* TASK BRIEF
Leaving out the images, please reproduce each line below exactly.

* DATASET
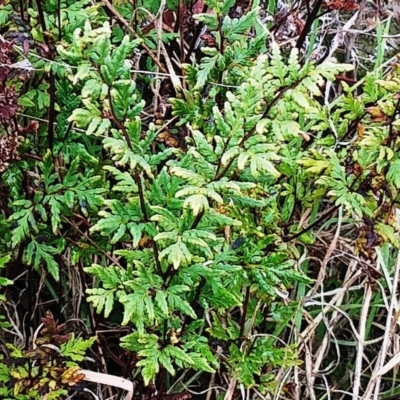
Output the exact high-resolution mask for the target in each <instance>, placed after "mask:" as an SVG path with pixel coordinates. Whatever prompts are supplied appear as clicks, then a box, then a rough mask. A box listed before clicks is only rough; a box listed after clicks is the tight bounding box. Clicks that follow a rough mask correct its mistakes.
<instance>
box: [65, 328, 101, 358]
mask: <svg viewBox="0 0 400 400" xmlns="http://www.w3.org/2000/svg"><path fill="white" fill-rule="evenodd" d="M95 341H96V337H92V338H90V339H87V340H84V339H82V338H78V339H75V336H74V334H72V336H71V338H70V339H69V340H68V341H67V342H66V343H63V344H62V345H61V347H60V351H61V354H62V355H63V357H67V358H69V359H71V360H72V361H77V362H80V361H83V359H84V358H85V352H86V351H87V350H88V349H89V348H90V347H91V346H92V345H93V343H94V342H95Z"/></svg>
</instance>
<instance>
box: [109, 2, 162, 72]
mask: <svg viewBox="0 0 400 400" xmlns="http://www.w3.org/2000/svg"><path fill="white" fill-rule="evenodd" d="M103 1H104V4H105V5H106V7H107V8H108V9H109V10H110V12H111V13H112V14H113V15H114V17H115V18H116V19H117V20H118V21H119V22H120V23H121V24H122V25H124V26H125V28H126V29H128V31H129V32H130V33H131V34H132V36H134V37H135V38H136V39H141V37H140V36H139V35H138V34H137V32H135V31H134V30H133V28H132V27H131V26H130V25H129V23H128V21H127V20H126V19H125V18H124V17H123V16H122V15H121V14H120V13H119V12H118V11H117V10H116V9H115V8H114V7H113V6H112V4H111V3H110V1H109V0H103ZM141 46H142V47H143V48H144V49H145V50H146V51H147V54H148V55H149V56H150V57H151V58H152V59H153V61H154V62H155V63H156V64H157V66H158V68H160V70H161V71H162V72H164V73H168V71H167V70H166V69H165V68H164V66H163V65H162V64H161V62H160V60H158V59H157V57H156V55H155V54H154V53H153V52H152V51H151V49H150V48H149V47H147V46H146V45H145V44H144V43H142V44H141Z"/></svg>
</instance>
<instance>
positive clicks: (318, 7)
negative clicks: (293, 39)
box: [296, 0, 323, 49]
mask: <svg viewBox="0 0 400 400" xmlns="http://www.w3.org/2000/svg"><path fill="white" fill-rule="evenodd" d="M322 2H323V0H317V1H316V2H315V4H314V7H313V9H312V10H311V12H310V13H309V14H308V17H307V20H306V23H305V24H304V28H303V30H302V31H301V33H300V36H299V39H298V40H297V43H296V47H297V48H298V49H301V48H302V47H303V44H304V42H305V40H306V37H307V35H308V33H309V32H310V29H311V26H312V24H313V22H314V21H315V20H316V19H317V17H318V11H319V9H320V8H321V5H322Z"/></svg>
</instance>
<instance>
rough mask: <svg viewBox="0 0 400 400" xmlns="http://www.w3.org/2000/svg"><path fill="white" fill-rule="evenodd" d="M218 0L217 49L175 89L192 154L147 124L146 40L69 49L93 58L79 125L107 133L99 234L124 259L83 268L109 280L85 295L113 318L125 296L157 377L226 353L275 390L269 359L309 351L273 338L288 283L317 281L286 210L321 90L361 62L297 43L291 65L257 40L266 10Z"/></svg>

* REPLY
Output the exact high-resolution mask for the target in each <instance>, placed after "mask:" as an SVG path with pixel coordinates. Whatever prompts are supplied appear as clicks, then a box, then a rough mask. A box listed before clicks is only rough; a box listed after clicks is the tight bounding box. Clicks that follow a rough mask correct its mistakes.
<instance>
box: [65, 328, 101, 358]
mask: <svg viewBox="0 0 400 400" xmlns="http://www.w3.org/2000/svg"><path fill="white" fill-rule="evenodd" d="M95 341H96V337H92V338H90V339H87V340H84V339H82V338H78V339H75V336H74V334H72V336H71V338H70V339H69V340H68V341H67V342H66V343H63V344H62V345H61V347H60V351H61V354H62V355H63V357H67V358H69V359H71V360H72V361H77V362H80V361H83V359H84V358H85V352H86V351H87V350H88V349H89V348H90V347H91V346H92V345H93V343H94V342H95Z"/></svg>
</instance>
<instance>
box: [109, 2, 162, 72]
mask: <svg viewBox="0 0 400 400" xmlns="http://www.w3.org/2000/svg"><path fill="white" fill-rule="evenodd" d="M103 1H104V4H105V5H106V7H107V8H108V9H109V10H110V12H111V13H112V14H113V15H114V17H115V18H116V19H117V20H118V21H119V22H120V23H121V24H122V25H124V26H125V28H126V29H128V31H129V32H130V33H131V34H132V36H134V37H135V38H136V39H141V37H140V36H139V35H138V34H137V32H135V31H134V30H133V28H132V27H131V26H130V25H129V23H128V21H127V20H126V19H125V18H124V17H123V16H122V15H121V14H120V13H119V12H118V11H117V10H116V9H115V8H114V7H113V6H112V4H111V3H110V1H109V0H103ZM141 46H142V47H143V48H144V49H145V50H146V51H147V54H148V55H149V56H150V57H151V58H152V59H153V61H154V62H155V63H156V64H157V66H158V68H160V70H161V71H162V72H164V73H168V71H167V70H166V69H165V68H164V66H163V65H162V64H161V62H160V60H158V59H157V57H156V55H155V54H154V53H153V52H152V51H151V49H150V48H149V47H147V46H146V45H145V44H144V43H142V44H141Z"/></svg>
</instance>
<instance>
positive clicks: (318, 7)
negative clicks: (293, 39)
box: [296, 0, 323, 49]
mask: <svg viewBox="0 0 400 400" xmlns="http://www.w3.org/2000/svg"><path fill="white" fill-rule="evenodd" d="M322 2H323V0H317V1H316V2H315V4H314V7H313V9H312V10H311V12H310V13H309V14H308V17H307V20H306V23H305V24H304V28H303V30H302V31H301V33H300V36H299V39H298V40H297V43H296V47H297V48H298V49H301V48H302V47H303V44H304V42H305V40H306V37H307V35H308V33H309V32H310V29H311V26H312V24H313V22H314V21H315V20H316V19H317V17H318V11H319V9H320V8H321V5H322Z"/></svg>
</instance>
<instance>
rough mask: <svg viewBox="0 0 400 400" xmlns="http://www.w3.org/2000/svg"><path fill="white" fill-rule="evenodd" d="M218 0L217 49L175 89L192 154L147 124L146 40L69 49L93 58L79 125L107 133L99 234L124 259L83 268L109 280L85 295L113 318L125 296L157 377L226 353L275 390L269 359L309 351L273 338L288 283L317 281L286 210L321 90L361 62L297 43L291 65L257 40L266 10Z"/></svg>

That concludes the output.